§ **What is needed**: Every line below should be repeated exactly as written.

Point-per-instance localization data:

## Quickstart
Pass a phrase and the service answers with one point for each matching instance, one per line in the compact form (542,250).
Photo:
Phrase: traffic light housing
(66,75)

§ **Response box**:
## Quickstart
Pass a phrase and the service answers with one point for each matching instance, one per line in the compact form (542,250).
Photo:
Phrase: traffic light housing
(66,75)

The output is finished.